If the gutter height is 8 feet, the surface area of each end wall is 192 square feet (24 feet × 8 feet). The side walls are each 768 square feet (96 feet × 8 feet). The surface area of the roof is the same as the width of plastic over the roof multiplied by its length. So, if the roof is 30 feet, the roof surface area is 2,880 square feet (30 feet × 96 feet). The total greenhouse surface area is (2 × 192) + (2 × 768) + 2,880 = 4,800 square feet.
Using the formula above:
heat required = U × A × (TINSIDE - TOUTSIDE)
= 0.8 × 4,800 × (62 - 14)
= 0.8 × 4,800 × 48
= 184,320 BTUs
A heating system able to supply a total of 185,000 BTUs would be appropriate for a greenhouse of this size located in Tupelo, Mississippi. It is better to use two small heaters (for example, two 93,000 BTU heaters) than one large heater in a single, free-standing greenhouse. If one heater fails, there will be a backup to prevent the crop from freezing.
Providing an Air Intake
Now that you know the size of the heating system, you can size the air intake for the heating unit. Use this formula:
50 square inches of intake for each 100,000 BTUs of the heating system
If 185,000 BTUs are needed, as in the example above, use 1.85 × 50 = 92.5 square inches of air intake for the burners.
Each environmental control device needs a thermostat to control when it is activated to turn on and deactivated to turn off. This includes any or all of the following: heater, exhaust fan, fan jet louver, poly vent, evaporative cool pads, and/or mist system. The location of these thermostats is very important. Do not put thermostats on an outside wall; put them somewhere in the interior of the greenhouse where the temperature monitored will represent most of the plant space.

DATA FOR ANALYSIS:
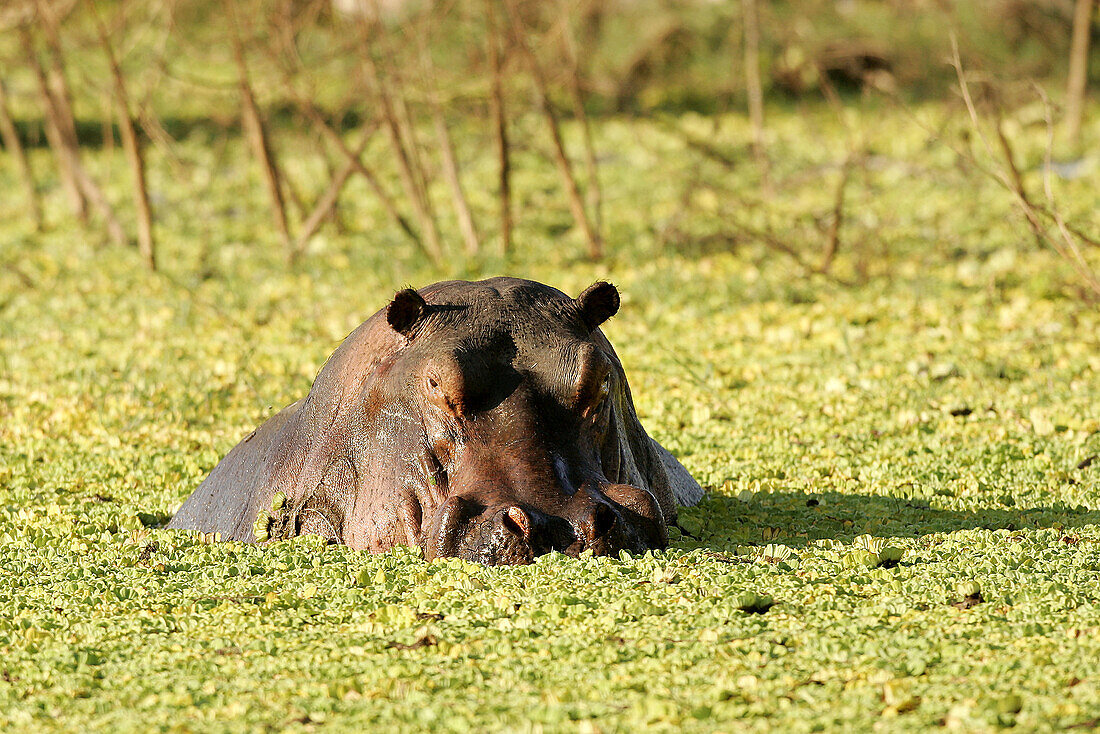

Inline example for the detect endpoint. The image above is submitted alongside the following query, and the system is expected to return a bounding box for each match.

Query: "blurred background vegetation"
[0,0,1100,297]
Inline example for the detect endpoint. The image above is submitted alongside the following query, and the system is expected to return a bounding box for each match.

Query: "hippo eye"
[596,374,612,405]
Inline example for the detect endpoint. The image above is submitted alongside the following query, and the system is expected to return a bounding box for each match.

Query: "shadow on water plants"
[674,492,1100,552]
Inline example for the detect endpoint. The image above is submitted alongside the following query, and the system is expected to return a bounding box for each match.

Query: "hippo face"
[169,277,702,565]
[385,283,668,565]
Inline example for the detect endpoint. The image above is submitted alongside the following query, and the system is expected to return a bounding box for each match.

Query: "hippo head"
[371,281,674,565]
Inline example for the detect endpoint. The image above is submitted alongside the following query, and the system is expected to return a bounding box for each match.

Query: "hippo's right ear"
[576,281,619,332]
[386,288,428,339]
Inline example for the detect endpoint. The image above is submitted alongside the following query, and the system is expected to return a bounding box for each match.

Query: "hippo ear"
[386,288,428,337]
[576,281,619,331]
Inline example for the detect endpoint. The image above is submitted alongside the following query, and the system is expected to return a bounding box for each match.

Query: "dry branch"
[20,26,127,245]
[0,80,42,230]
[504,0,604,260]
[817,155,853,273]
[19,25,88,221]
[224,0,294,260]
[294,124,378,259]
[287,85,424,248]
[86,0,156,271]
[485,0,512,254]
[359,18,443,262]
[952,35,1100,297]
[420,46,481,255]
[561,5,604,232]
[741,0,770,189]
[1066,0,1095,145]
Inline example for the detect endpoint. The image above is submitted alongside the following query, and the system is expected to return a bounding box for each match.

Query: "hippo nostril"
[592,504,616,539]
[501,505,531,541]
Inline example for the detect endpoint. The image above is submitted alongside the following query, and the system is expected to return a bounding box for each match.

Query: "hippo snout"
[424,483,669,566]
[565,484,669,556]
[425,496,551,566]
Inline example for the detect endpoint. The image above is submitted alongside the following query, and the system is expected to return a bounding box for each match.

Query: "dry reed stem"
[950,34,1100,297]
[0,80,42,231]
[561,3,604,232]
[86,0,156,271]
[20,26,128,245]
[420,45,481,255]
[294,128,378,260]
[360,19,443,263]
[485,0,513,255]
[741,0,771,193]
[224,0,294,260]
[504,0,604,260]
[1066,0,1095,146]
[19,25,88,221]
[287,85,430,249]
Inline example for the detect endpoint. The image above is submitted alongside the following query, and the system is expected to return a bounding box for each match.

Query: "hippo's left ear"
[576,281,619,331]
[386,288,428,338]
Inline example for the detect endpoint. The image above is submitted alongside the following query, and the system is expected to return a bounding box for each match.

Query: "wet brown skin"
[168,277,702,565]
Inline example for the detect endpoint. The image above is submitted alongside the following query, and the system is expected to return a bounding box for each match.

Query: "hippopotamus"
[168,277,703,566]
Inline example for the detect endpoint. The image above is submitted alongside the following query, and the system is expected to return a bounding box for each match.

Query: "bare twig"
[485,0,512,254]
[287,85,427,252]
[224,0,294,260]
[19,25,88,221]
[504,0,604,260]
[561,0,604,232]
[0,80,42,230]
[358,18,443,262]
[261,30,424,249]
[294,128,378,259]
[817,155,853,273]
[20,26,127,245]
[420,45,481,255]
[952,34,1100,296]
[34,0,78,147]
[1036,85,1100,296]
[1066,0,1095,145]
[741,0,771,190]
[876,79,1100,248]
[86,0,156,271]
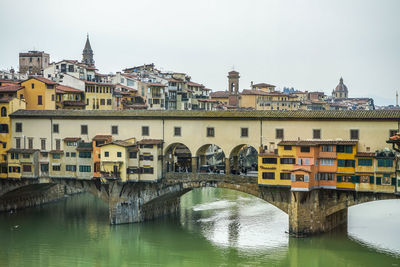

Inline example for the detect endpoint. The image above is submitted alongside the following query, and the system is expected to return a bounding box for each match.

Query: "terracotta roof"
[147,83,166,87]
[278,140,358,146]
[210,91,229,98]
[63,137,81,142]
[137,139,164,145]
[92,134,112,141]
[0,85,24,93]
[9,110,400,122]
[28,76,57,85]
[187,82,204,87]
[63,100,86,106]
[356,152,375,157]
[101,140,136,147]
[290,168,311,173]
[253,83,276,88]
[56,84,83,94]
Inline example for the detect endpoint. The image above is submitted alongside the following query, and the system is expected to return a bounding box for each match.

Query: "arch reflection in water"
[181,188,289,253]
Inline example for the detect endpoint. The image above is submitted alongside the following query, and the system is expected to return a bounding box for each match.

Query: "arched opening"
[165,143,192,172]
[229,144,258,176]
[1,107,7,117]
[196,144,226,173]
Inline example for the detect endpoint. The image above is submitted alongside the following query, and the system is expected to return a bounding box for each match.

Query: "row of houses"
[5,135,163,182]
[258,140,400,193]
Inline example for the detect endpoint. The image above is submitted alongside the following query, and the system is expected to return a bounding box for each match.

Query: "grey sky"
[0,0,400,105]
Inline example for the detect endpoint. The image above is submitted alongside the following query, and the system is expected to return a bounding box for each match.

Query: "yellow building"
[17,77,57,110]
[0,98,25,178]
[85,81,114,110]
[100,138,140,182]
[336,141,358,189]
[258,143,296,187]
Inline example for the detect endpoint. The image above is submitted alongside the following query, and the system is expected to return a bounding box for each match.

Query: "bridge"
[0,110,400,236]
[0,173,399,236]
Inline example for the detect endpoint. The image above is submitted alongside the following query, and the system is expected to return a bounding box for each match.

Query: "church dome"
[335,78,348,93]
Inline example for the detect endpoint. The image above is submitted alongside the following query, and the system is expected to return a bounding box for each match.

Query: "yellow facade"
[0,98,26,178]
[17,77,56,110]
[85,82,114,110]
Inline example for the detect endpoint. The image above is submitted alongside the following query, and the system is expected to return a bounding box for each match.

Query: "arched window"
[1,107,7,117]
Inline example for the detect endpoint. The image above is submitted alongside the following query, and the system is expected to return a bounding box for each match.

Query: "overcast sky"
[0,0,400,105]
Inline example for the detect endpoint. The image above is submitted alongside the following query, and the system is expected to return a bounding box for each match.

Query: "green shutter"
[369,176,374,184]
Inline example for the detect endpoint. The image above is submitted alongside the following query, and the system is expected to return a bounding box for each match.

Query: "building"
[17,76,57,110]
[19,51,50,75]
[82,34,94,67]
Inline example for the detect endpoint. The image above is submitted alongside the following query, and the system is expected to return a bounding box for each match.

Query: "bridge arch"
[229,144,258,174]
[164,143,193,172]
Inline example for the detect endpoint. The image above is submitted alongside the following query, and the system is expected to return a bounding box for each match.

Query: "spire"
[82,33,94,67]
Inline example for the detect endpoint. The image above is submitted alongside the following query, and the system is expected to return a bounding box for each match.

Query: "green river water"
[0,188,400,266]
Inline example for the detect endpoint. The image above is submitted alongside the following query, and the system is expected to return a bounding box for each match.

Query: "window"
[336,145,353,153]
[53,165,61,172]
[142,126,150,136]
[111,125,118,134]
[313,129,321,139]
[22,165,32,172]
[350,129,359,140]
[263,158,278,164]
[390,130,397,137]
[281,172,290,180]
[317,172,335,181]
[28,137,33,149]
[207,127,215,137]
[338,159,355,168]
[53,124,59,133]
[300,146,310,153]
[263,172,275,179]
[15,122,22,133]
[56,139,61,150]
[79,165,91,172]
[275,129,283,139]
[40,139,46,150]
[240,128,249,137]
[280,158,295,164]
[378,159,393,167]
[65,165,76,172]
[319,159,335,166]
[15,137,21,148]
[358,159,372,166]
[174,127,181,136]
[321,146,333,152]
[0,124,8,133]
[79,151,92,159]
[81,125,88,134]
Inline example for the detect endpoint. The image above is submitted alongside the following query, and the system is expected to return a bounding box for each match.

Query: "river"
[0,188,400,267]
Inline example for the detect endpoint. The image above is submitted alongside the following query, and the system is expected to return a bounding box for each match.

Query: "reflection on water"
[0,188,400,266]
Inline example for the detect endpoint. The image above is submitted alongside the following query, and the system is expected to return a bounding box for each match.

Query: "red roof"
[0,85,24,93]
[56,84,83,94]
[27,76,57,85]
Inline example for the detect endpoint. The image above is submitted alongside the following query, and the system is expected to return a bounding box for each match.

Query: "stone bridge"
[0,173,399,236]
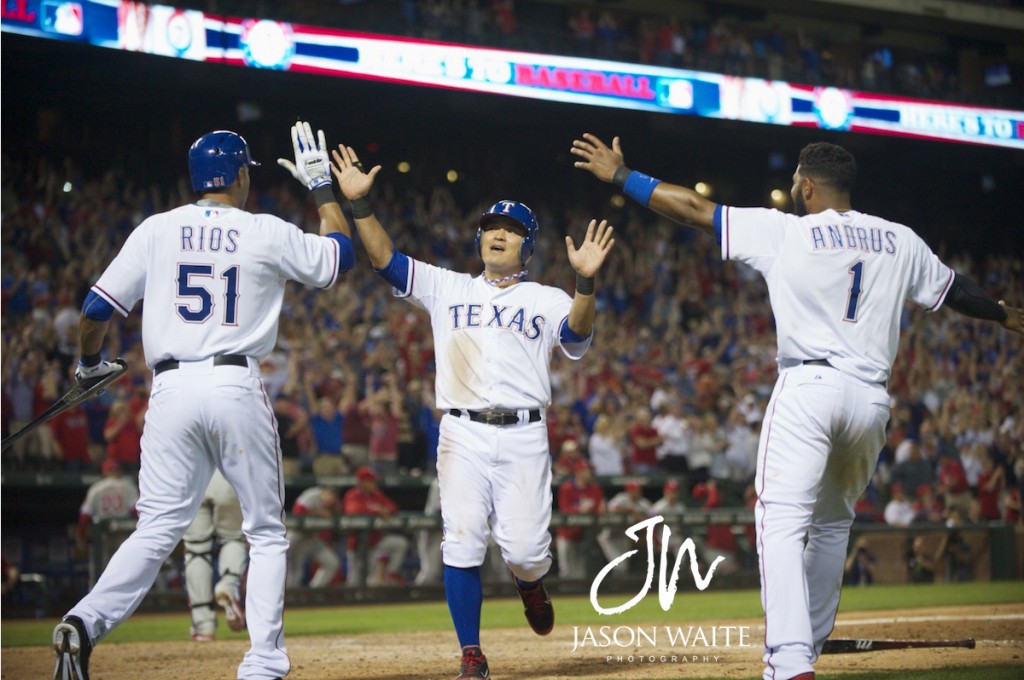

TASK GOAL: Swap "burners" for "furnaces" and write out the greenhouse heating text from "Providing an Air" up to and including "the plant space.". The entries are separate material and have nothing to do with the greenhouse heating text.

FINISHED TASK:
Providing an Air Intake
Now that you know the size of the heating system, you can size the air intake for the heating unit. Use this formula:
50 square inches of intake for each 100,000 BTUs of the heating system
If 185,000 BTUs are needed, as in the example above, use 1.85 × 50 = 92.5 square inches of air intake for the furnaces.
Each environmental control device needs a thermostat to control when it is activated to turn on and deactivated to turn off. This includes any or all of the following: heater, exhaust fan, fan jet louver, poly vent, evaporative cool pads, and/or mist system. The location of these thermostats is very important. Do not put thermostats on an outside wall; put them somewhere in the interior of the greenhouse where the temperature monitored will represent most of the plant space.